The pro-Obamacare group Save My Care released a new television ad Friday targeting Sen. Susan Collins a few hours after the Maine Republican announced her support for tax reform legislation.
The national ad calls on Collins’ constituents to call her and demand she work to remove a repeal of Obamacare’s individual mandate from the tax bill. Collins announced she would support the legislation Friday after receiving a commitment from GOP leadership for two Obamacare stabilization bills aimed at negating the effects of repealing the mandate’s penalties, including expected increases in insurance premiums.
“Collins has previously said she is opposed to any tax bill that rips away healthcare coverage for millions of Americans and has voted against several attempts to repeal healthcare,” the Obamacare group said Friday.
Collins has said she opposed adding the repeal to the tax legislation. However, she came around after securing a commitment from Senate Majority Leader Mitch McConnell, R-Ky., and President Trump to support two bills to blunt any increase in premiums.
She previously told the Washington Examiner that she does not support the mandate because it primarily affects middle- to low-income Americans.
She also secured other concessions such as an expansion of the medical expense deduction.
------------------------------------
* [Parts of the exercise]:
A – In the Collins article, which group released the new television ad?
B – Using the Collins article, explain why Collins does not support the individual mandate.
C – Please reproduce the passage of the Collins article starting with "The pro-Obamacare group" and going on through "group said Friday.".
------------------------------------
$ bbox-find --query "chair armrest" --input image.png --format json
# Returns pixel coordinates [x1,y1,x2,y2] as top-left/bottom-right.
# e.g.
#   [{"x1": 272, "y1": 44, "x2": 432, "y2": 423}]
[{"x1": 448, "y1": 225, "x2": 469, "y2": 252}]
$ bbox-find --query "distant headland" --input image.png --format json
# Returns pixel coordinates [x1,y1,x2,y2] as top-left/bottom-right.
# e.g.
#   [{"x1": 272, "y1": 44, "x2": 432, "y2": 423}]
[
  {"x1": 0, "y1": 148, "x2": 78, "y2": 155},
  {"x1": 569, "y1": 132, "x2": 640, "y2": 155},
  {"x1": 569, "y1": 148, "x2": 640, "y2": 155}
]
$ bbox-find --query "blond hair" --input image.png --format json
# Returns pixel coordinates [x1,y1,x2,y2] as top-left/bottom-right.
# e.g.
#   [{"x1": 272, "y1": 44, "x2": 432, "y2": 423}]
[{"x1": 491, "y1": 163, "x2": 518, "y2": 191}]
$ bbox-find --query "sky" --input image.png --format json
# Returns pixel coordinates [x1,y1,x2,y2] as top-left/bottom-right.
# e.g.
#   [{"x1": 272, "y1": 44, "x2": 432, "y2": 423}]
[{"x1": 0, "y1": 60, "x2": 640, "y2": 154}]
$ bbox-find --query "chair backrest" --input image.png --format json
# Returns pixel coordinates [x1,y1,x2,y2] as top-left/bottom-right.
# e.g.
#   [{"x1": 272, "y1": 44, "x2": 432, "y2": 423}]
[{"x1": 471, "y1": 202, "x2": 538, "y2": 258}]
------------------------------------
* [Answers to the exercises]:
A – The pro-Obamacare group Save My Care released it.

B – She told the Washington Examiner that she does not support the mandate because it primarily affects middle- to low-income Americans.

C –
The pro-Obamacare group Save My Care released a new television ad Friday targeting Sen. Susan Collins a few hours after the Maine Republican announced her support for tax reform legislation.
The national ad calls on Collins’ constituents to call her and demand she work to remove a repeal of Obamacare’s individual mandate from the tax bill. Collins announced she would support the legislation Friday after receiving a commitment from GOP leadership for two Obamacare stabilization bills aimed at negating the effects of repealing the mandate’s penalties, including expected increases in insurance premiums.
“Collins has previously said she is opposed to any tax bill that rips away healthcare coverage for millions of Americans and has voted against several attempts to repeal healthcare,” the Obamacare group said Friday.